====== Selection
Skip to main content

probability or statistics - Problems encoding a Bayesian Network with just five nodes using ProbabilityDistribution


Question summary


I had recently asked this question where problems encoding a Bayesian Network were linked to the use of MultinomialDistribution. While that problem can be avoided using EmpiricalDistribution, there remains an issue with using ProbabilityDistribution for larger networks as it seems: While Probability can be used for inference with 4 nodes, it will not evaluate for the "full" example network of 5 nodes -- which still is far removed from real application demands. Why is this so? What can be done about it?


Bayesian Network Example


Again I would like to use the (simple) example that is given on page 53 in Probabilistic Graphical Models (2009), by Daphne Koller and Neir Friedman:


BayesianNetwork



The network has five nodes (random variables):



  • Difficulty of a class taken by a student (0 = easy, 1 = hard)

  • Intelligence of the student (0 = low, 1 = high)

  • Grade achieved by the student (1 = A, 2 = B, 3 = C)

  • SAT score of the student (0 = low, 1 = high)

  • Letter of recommendation by the teacher (0 = False, 1 = True)


We would like to use this network to do probabilistic inference (causal or evidential) like: "What is the probability of the student achieving an A, given that he is intelligent?"


Encoding the Bayesian Network in Mathematica



Essentially the Bayesian Network is a sparse way to define the joint probability distribution function for the random variables using the chain rule of probability theory:


P(I,D,G,S,L)=P(I)×P(D)×P(G|I,D)×P(S|I)×P(L|G)
============
====== Data provided
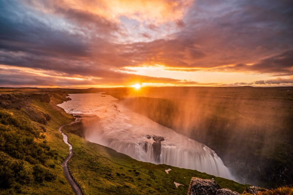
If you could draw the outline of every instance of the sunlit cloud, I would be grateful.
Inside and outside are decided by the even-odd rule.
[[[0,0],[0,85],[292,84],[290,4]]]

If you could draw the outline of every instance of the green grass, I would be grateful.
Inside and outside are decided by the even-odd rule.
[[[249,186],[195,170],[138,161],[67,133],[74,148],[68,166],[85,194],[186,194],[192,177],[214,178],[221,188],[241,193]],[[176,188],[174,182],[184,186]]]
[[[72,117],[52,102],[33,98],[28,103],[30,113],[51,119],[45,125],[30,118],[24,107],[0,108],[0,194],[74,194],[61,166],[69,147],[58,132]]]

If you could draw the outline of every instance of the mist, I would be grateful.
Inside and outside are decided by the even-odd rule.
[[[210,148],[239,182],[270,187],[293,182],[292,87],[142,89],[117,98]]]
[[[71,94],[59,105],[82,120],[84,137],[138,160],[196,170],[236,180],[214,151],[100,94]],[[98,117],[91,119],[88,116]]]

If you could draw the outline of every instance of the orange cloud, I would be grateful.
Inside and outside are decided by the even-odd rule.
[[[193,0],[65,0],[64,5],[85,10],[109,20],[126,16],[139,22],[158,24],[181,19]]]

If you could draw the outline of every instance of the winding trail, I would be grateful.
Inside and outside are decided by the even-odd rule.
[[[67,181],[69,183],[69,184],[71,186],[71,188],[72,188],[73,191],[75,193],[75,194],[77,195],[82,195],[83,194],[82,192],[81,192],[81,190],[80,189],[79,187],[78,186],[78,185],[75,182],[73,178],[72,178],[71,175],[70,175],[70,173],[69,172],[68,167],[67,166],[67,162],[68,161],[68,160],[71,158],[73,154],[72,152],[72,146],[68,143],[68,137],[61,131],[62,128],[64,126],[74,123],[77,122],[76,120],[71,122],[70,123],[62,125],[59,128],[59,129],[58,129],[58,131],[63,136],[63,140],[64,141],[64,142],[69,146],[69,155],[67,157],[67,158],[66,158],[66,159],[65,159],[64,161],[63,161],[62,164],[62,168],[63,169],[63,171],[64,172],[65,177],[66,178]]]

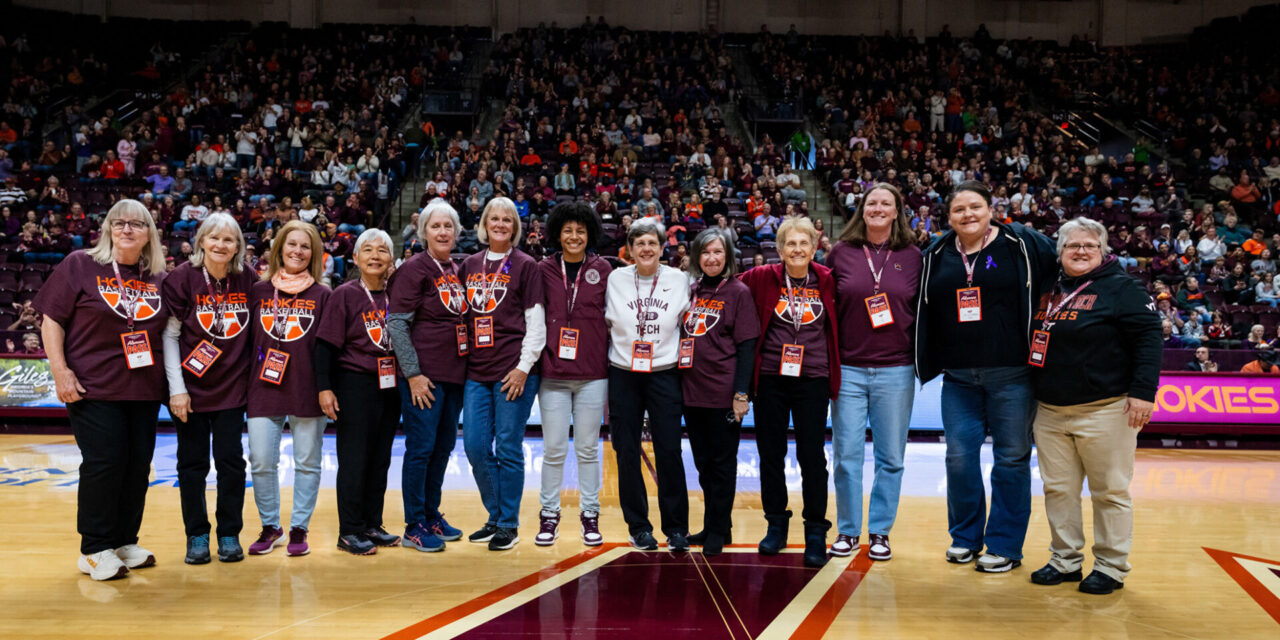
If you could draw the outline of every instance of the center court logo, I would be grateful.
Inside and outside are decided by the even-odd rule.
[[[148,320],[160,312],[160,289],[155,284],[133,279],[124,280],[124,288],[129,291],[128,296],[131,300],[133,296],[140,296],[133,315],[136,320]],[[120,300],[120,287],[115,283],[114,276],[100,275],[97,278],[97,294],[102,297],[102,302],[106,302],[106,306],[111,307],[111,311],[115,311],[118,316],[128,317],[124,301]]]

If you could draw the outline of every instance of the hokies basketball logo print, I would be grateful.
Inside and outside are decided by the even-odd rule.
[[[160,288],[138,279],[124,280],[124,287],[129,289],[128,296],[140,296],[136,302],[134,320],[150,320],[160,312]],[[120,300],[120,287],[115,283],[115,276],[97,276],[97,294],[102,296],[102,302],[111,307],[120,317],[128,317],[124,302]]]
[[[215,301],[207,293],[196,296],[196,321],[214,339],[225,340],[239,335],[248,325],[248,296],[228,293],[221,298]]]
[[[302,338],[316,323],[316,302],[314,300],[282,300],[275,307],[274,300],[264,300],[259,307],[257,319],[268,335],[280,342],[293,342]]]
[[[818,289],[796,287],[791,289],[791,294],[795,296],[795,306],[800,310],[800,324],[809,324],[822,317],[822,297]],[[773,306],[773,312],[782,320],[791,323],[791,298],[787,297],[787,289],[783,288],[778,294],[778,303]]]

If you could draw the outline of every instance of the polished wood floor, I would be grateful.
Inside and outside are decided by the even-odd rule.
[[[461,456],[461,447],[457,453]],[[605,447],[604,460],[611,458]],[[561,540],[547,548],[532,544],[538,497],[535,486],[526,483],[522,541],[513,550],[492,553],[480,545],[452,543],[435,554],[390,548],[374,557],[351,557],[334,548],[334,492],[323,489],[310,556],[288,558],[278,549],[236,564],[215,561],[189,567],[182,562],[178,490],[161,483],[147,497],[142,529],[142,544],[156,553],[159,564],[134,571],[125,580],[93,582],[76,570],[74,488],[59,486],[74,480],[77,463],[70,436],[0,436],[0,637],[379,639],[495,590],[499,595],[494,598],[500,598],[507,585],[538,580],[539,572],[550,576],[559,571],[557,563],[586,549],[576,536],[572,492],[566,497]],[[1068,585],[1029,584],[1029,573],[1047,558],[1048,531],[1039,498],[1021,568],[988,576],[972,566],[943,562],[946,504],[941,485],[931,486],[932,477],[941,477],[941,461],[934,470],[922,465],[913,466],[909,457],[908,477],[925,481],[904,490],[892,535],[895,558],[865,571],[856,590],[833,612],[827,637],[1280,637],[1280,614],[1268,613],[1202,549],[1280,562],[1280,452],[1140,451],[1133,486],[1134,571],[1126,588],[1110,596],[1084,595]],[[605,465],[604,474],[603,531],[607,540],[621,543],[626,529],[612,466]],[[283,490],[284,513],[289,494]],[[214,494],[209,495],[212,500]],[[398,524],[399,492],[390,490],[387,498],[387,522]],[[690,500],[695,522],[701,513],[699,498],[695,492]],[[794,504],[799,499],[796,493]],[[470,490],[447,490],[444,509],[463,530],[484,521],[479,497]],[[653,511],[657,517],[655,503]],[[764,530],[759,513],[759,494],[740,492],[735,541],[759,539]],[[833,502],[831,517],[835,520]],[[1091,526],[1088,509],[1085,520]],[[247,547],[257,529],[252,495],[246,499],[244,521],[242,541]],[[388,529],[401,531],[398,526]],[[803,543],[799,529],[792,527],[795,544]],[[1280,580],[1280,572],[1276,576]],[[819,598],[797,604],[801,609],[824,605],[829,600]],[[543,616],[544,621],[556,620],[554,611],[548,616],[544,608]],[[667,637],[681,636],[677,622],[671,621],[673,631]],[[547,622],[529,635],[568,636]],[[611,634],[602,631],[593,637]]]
============
====== Data provided
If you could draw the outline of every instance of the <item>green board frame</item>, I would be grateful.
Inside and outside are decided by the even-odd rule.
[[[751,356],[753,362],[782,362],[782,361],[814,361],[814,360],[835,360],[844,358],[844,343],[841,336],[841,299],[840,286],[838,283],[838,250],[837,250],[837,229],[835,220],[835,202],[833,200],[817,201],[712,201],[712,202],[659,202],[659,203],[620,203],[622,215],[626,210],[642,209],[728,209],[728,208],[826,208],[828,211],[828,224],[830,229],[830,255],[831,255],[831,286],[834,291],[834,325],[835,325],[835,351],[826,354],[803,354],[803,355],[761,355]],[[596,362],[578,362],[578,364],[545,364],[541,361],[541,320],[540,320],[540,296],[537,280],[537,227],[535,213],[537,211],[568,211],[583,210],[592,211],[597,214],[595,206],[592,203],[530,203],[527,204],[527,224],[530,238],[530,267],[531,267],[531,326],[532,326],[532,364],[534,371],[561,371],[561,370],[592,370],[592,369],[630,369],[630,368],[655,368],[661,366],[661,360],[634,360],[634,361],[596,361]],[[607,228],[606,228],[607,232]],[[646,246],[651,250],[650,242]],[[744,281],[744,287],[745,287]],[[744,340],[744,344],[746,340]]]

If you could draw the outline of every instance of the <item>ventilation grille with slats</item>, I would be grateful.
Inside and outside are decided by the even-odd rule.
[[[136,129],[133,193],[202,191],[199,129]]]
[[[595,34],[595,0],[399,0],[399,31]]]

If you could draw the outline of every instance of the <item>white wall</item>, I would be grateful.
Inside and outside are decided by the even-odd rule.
============
Objective 1: Name each random variable in the Bayesian network that the thread's example defines.
Objective 2: Reproduce the part of the rows that opens with the line containing "frame</item>, I would be grateful." and closes with the line containing "[[[595,34],[595,0],[399,0],[399,31]]]".
The text and the rows come from unrelated sources.

Reply 1: Difficulty, Intelligence, Grade, SAT, Letter

Reply 2:
If you could draw the outline of every instance of the <item>green board frame</item>, I would be grateful.
Inside and outside are decided by the even-odd rule.
[[[751,356],[753,362],[782,362],[782,361],[814,361],[814,360],[835,360],[844,358],[844,343],[841,336],[841,299],[840,286],[838,283],[838,250],[837,250],[837,229],[835,220],[835,202],[833,200],[817,201],[712,201],[712,202],[659,202],[659,203],[620,203],[622,215],[626,210],[642,209],[728,209],[728,208],[826,208],[828,211],[828,224],[830,229],[830,255],[831,255],[831,286],[834,291],[834,325],[835,325],[835,351],[826,354],[803,354],[803,355],[761,355]],[[596,362],[578,362],[578,364],[545,364],[541,361],[541,320],[540,320],[540,296],[537,280],[537,227],[535,213],[537,211],[568,211],[583,210],[592,211],[597,214],[595,206],[592,203],[530,203],[527,204],[527,224],[530,238],[530,267],[531,267],[531,326],[532,326],[532,364],[534,371],[561,371],[561,370],[592,370],[592,369],[630,369],[630,368],[655,368],[661,366],[661,360],[634,360],[634,361],[596,361]],[[607,228],[606,228],[607,232]],[[646,246],[651,250],[650,242]],[[744,281],[744,287],[745,287]],[[744,340],[744,344],[746,340]]]

If you could draw the outline of every instance of the <item>ventilation grille with slats</item>, I would be grateful.
Inside and outside are decided by the even-odd rule.
[[[136,129],[133,193],[202,191],[199,129]]]
[[[595,34],[595,0],[399,0],[399,31]]]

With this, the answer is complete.